> **SOURCE INFORMATION**:

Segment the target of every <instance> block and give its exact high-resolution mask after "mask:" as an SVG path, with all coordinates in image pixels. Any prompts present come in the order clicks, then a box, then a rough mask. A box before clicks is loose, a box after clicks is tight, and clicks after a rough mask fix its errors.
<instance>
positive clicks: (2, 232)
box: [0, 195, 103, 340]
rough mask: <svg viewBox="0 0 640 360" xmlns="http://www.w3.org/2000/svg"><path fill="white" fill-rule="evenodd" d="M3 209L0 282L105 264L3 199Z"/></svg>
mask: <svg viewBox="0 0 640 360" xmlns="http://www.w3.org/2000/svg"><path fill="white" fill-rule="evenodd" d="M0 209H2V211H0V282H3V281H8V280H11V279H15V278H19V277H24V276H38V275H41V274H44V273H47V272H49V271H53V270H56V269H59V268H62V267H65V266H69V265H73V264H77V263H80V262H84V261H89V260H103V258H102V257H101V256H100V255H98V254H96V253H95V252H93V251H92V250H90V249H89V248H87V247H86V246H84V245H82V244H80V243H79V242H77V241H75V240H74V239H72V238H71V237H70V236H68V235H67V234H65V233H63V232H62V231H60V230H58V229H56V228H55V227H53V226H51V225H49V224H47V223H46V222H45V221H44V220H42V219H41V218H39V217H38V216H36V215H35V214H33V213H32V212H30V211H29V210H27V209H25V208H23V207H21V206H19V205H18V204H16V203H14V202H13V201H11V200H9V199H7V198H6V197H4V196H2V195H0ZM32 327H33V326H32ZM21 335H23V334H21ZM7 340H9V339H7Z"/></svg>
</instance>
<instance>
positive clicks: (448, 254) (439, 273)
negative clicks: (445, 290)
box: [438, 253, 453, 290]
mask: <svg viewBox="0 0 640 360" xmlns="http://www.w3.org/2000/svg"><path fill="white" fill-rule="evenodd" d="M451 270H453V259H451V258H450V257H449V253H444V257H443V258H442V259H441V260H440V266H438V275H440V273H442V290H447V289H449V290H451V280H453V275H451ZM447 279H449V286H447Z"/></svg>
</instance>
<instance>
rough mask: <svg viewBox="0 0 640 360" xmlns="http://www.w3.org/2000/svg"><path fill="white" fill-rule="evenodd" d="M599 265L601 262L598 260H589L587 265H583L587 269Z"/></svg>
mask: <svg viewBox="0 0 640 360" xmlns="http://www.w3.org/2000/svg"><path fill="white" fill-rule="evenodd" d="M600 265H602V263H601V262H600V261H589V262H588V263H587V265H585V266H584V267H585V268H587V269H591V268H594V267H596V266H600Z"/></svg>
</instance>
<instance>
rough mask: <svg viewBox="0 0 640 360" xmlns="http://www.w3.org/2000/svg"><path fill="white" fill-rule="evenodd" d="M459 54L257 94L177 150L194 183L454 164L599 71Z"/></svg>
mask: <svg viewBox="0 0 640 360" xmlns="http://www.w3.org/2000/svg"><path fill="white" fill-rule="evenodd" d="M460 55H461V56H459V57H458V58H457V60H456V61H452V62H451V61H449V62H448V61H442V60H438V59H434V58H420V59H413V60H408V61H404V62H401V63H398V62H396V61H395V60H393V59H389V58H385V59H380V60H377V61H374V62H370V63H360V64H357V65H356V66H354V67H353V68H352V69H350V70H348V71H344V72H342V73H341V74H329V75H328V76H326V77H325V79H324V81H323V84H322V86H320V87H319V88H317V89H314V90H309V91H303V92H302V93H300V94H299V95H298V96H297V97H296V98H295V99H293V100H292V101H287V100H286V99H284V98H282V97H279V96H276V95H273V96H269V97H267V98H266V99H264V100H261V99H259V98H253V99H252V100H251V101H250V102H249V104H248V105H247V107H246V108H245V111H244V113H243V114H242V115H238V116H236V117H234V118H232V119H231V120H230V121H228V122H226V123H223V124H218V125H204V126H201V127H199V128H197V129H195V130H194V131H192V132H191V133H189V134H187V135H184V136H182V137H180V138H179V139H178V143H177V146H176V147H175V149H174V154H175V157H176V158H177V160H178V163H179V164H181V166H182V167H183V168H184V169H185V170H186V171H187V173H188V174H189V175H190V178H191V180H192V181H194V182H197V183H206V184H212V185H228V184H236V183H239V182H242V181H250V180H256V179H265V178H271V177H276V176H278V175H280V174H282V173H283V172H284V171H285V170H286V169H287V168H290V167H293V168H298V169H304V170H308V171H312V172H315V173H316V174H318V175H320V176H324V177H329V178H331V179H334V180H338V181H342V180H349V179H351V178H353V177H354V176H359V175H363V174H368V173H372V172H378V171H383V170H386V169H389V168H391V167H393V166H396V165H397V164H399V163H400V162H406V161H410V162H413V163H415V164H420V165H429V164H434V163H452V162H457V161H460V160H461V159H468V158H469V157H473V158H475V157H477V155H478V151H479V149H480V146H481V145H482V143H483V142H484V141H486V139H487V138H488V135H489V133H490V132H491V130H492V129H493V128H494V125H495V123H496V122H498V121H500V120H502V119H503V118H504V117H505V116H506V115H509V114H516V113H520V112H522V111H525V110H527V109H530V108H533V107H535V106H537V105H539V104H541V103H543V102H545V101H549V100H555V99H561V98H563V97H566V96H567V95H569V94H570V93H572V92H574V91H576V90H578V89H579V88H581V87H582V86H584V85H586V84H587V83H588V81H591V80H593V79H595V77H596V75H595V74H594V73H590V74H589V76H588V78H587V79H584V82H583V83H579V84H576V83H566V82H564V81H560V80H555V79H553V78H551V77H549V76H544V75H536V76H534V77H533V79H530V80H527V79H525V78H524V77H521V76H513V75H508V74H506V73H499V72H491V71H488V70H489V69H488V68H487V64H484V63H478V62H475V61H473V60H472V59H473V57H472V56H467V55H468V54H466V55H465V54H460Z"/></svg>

> **DIRECTIONS**:
Transcription of all the material must be exact.

> **TASK SOLUTION**:
Segment the target of every <instance> block and give its exact high-resolution mask after "mask:" as an SVG path, with all coordinates in image pixels. Any prompts present come in the order clicks, then a box, then a rough mask. A box before clicks is loose, a box after clicks is tight, and clicks after a rough mask fix its errors.
<instance>
positive clicks: (2, 232)
box: [0, 195, 103, 340]
rough mask: <svg viewBox="0 0 640 360" xmlns="http://www.w3.org/2000/svg"><path fill="white" fill-rule="evenodd" d="M3 209L0 282L105 264L3 199Z"/></svg>
mask: <svg viewBox="0 0 640 360" xmlns="http://www.w3.org/2000/svg"><path fill="white" fill-rule="evenodd" d="M0 209H2V211H0V282H3V281H8V280H11V279H15V278H19V277H24V276H38V275H41V274H44V273H47V272H49V271H53V270H56V269H59V268H62V267H65V266H69V265H73V264H77V263H80V262H84V261H89V260H103V258H102V257H101V256H100V255H98V254H96V253H95V252H93V251H92V250H90V249H89V248H87V247H86V246H84V245H82V244H80V243H79V242H77V241H75V240H74V239H72V238H71V237H70V236H68V235H67V234H65V233H63V232H62V231H60V230H58V229H56V228H55V227H53V226H51V225H49V224H47V223H46V222H45V221H44V220H42V219H41V218H39V217H38V216H36V215H35V214H33V213H32V212H30V211H29V210H27V209H25V208H23V207H21V206H19V205H18V204H16V203H14V202H13V201H11V200H9V199H7V198H6V197H4V196H2V195H0ZM32 327H33V326H32ZM21 335H23V334H21ZM7 340H9V339H7Z"/></svg>
</instance>
<instance>
positive clicks: (448, 254) (439, 273)
negative clicks: (445, 290)
box: [438, 253, 453, 290]
mask: <svg viewBox="0 0 640 360" xmlns="http://www.w3.org/2000/svg"><path fill="white" fill-rule="evenodd" d="M451 270H453V259H451V258H450V257H449V253H444V257H443V258H442V259H441V260H440V266H438V275H440V273H442V290H447V289H449V290H451V280H453V275H451ZM447 279H449V286H447Z"/></svg>
</instance>
<instance>
rough mask: <svg viewBox="0 0 640 360" xmlns="http://www.w3.org/2000/svg"><path fill="white" fill-rule="evenodd" d="M599 265L601 262L598 260H589L587 265H583L587 269Z"/></svg>
mask: <svg viewBox="0 0 640 360" xmlns="http://www.w3.org/2000/svg"><path fill="white" fill-rule="evenodd" d="M600 265H602V263H601V262H600V261H589V262H588V263H587V265H585V266H584V267H585V268H587V269H591V268H594V267H596V266H600Z"/></svg>
</instance>
<instance>
rough mask: <svg viewBox="0 0 640 360" xmlns="http://www.w3.org/2000/svg"><path fill="white" fill-rule="evenodd" d="M459 54L257 94L177 150L194 183L454 164L599 71Z"/></svg>
mask: <svg viewBox="0 0 640 360" xmlns="http://www.w3.org/2000/svg"><path fill="white" fill-rule="evenodd" d="M460 55H461V56H459V57H458V58H457V60H456V61H452V62H451V61H449V62H448V61H442V60H438V59H434V58H420V59H413V60H408V61H404V62H401V63H398V62H396V61H395V60H393V59H389V58H385V59H380V60H377V61H374V62H370V63H360V64H357V65H356V66H354V67H353V68H352V69H350V70H348V71H344V72H342V73H341V74H329V75H328V76H326V77H325V79H324V81H323V84H322V86H320V87H319V88H317V89H314V90H309V91H303V92H302V93H300V94H299V95H298V96H297V97H296V98H295V99H293V100H292V101H287V100H286V99H284V98H282V97H279V96H276V95H273V96H269V97H267V98H266V99H264V100H261V99H259V98H253V99H252V100H251V101H250V102H249V104H248V105H247V107H246V108H245V111H244V113H243V114H242V115H238V116H236V117H234V118H232V119H231V120H230V121H228V122H226V123H223V124H218V125H204V126H201V127H199V128H197V129H195V130H194V131H192V132H191V133H189V134H187V135H184V136H182V137H180V138H179V139H178V143H177V146H176V147H175V149H174V154H175V157H176V158H177V160H178V163H179V164H181V166H182V167H183V168H184V169H185V170H186V171H187V173H188V174H189V175H190V178H191V180H192V181H194V182H197V183H206V184H212V185H228V184H236V183H239V182H242V181H250V180H256V179H265V178H271V177H276V176H278V175H280V174H282V173H283V172H284V171H285V170H286V169H287V168H290V167H293V168H298V169H304V170H308V171H312V172H315V173H316V174H318V175H320V176H324V177H329V178H331V179H334V180H338V181H342V180H349V179H351V178H353V177H354V176H359V175H363V174H368V173H372V172H378V171H383V170H386V169H389V168H391V167H393V166H396V165H397V164H399V163H400V162H406V161H410V162H413V163H415V164H420V165H429V164H434V163H452V162H457V161H460V160H461V159H468V158H469V157H473V158H475V157H477V155H478V151H479V149H480V146H481V145H482V143H483V142H484V141H486V139H487V138H488V135H489V133H490V132H491V130H492V129H493V128H494V125H495V123H496V122H498V121H500V120H502V119H503V118H504V117H505V116H506V115H509V114H516V113H520V112H522V111H525V110H527V109H530V108H533V107H535V106H537V105H539V104H541V103H543V102H545V101H549V100H555V99H561V98H563V97H566V96H567V95H569V94H570V93H572V92H574V91H576V90H578V89H579V88H581V87H582V86H584V85H586V84H587V83H588V81H591V80H593V79H595V77H596V75H595V74H594V73H590V74H589V76H588V78H587V79H584V82H583V83H579V84H576V83H566V82H564V81H560V80H555V79H553V78H551V77H549V76H544V75H536V76H534V77H533V79H530V80H527V79H525V78H524V77H521V76H513V75H508V74H506V73H499V72H491V71H488V70H489V69H488V68H487V64H484V63H478V62H475V61H473V60H472V59H473V57H472V56H467V55H468V54H466V55H465V54H460Z"/></svg>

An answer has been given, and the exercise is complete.